>> begin RAW RECORDS
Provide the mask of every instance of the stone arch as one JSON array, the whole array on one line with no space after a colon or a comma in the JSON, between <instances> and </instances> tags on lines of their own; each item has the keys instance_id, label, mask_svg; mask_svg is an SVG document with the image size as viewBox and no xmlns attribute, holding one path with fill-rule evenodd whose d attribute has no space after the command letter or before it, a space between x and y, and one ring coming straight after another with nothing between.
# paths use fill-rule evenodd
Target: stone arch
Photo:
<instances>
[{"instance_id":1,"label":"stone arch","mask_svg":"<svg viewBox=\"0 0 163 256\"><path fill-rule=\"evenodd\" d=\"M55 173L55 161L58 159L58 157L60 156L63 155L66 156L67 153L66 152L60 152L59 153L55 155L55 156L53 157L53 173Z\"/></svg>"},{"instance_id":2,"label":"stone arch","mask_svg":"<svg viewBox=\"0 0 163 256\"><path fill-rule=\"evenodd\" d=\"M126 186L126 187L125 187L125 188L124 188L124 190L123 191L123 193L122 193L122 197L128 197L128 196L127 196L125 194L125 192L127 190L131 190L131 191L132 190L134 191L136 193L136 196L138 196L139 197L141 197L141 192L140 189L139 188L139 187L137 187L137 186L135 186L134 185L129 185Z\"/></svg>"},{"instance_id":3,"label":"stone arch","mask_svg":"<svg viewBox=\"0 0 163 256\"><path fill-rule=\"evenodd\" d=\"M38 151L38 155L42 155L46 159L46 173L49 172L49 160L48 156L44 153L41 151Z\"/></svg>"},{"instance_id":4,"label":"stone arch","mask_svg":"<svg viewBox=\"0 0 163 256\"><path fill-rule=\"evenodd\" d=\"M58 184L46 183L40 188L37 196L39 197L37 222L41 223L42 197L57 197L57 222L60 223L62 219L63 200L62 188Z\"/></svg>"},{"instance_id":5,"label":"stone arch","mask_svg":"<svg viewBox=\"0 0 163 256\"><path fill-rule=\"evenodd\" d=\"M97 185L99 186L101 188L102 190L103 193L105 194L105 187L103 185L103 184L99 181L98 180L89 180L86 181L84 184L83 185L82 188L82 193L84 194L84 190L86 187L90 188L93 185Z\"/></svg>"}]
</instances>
>> end RAW RECORDS
Write the data back out verbatim.

Provide the mask of every instance of the stone arch as one JSON array, the whole array on one line with no space after a colon or a comma in the JSON, between <instances> and </instances> tags on lines of their own; each item has the keys instance_id, label, mask_svg; mask_svg is an SVG document with the image size as viewBox and no xmlns attribute, holding one path with fill-rule evenodd whose d attribute has no space after the command letter or before it, a space between x and y, and one ring coming straight after another with nothing between.
# paths use fill-rule evenodd
Target: stone arch
Photo:
<instances>
[{"instance_id":1,"label":"stone arch","mask_svg":"<svg viewBox=\"0 0 163 256\"><path fill-rule=\"evenodd\" d=\"M55 173L55 161L58 159L58 157L60 156L63 155L66 156L67 153L66 152L60 152L59 153L55 155L55 156L53 157L53 173Z\"/></svg>"},{"instance_id":2,"label":"stone arch","mask_svg":"<svg viewBox=\"0 0 163 256\"><path fill-rule=\"evenodd\" d=\"M126 186L126 187L125 187L125 188L124 188L124 190L123 191L123 193L122 193L122 197L128 197L128 196L127 196L125 194L125 192L127 190L131 190L131 191L132 190L134 191L136 193L136 196L138 196L139 197L141 197L141 192L140 189L139 188L139 187L137 187L137 186L135 186L134 185L129 185Z\"/></svg>"},{"instance_id":3,"label":"stone arch","mask_svg":"<svg viewBox=\"0 0 163 256\"><path fill-rule=\"evenodd\" d=\"M38 151L38 155L42 155L46 159L46 173L49 172L49 160L48 156L44 153L41 151Z\"/></svg>"},{"instance_id":4,"label":"stone arch","mask_svg":"<svg viewBox=\"0 0 163 256\"><path fill-rule=\"evenodd\" d=\"M58 184L46 183L40 188L37 196L39 197L37 222L41 223L42 197L57 197L57 222L60 223L62 219L63 200L62 188Z\"/></svg>"},{"instance_id":5,"label":"stone arch","mask_svg":"<svg viewBox=\"0 0 163 256\"><path fill-rule=\"evenodd\" d=\"M97 185L99 186L101 188L102 190L103 193L105 194L105 187L103 185L103 184L99 181L98 180L89 180L86 181L84 184L83 185L82 188L82 193L84 194L84 190L86 187L90 188L93 185Z\"/></svg>"}]
</instances>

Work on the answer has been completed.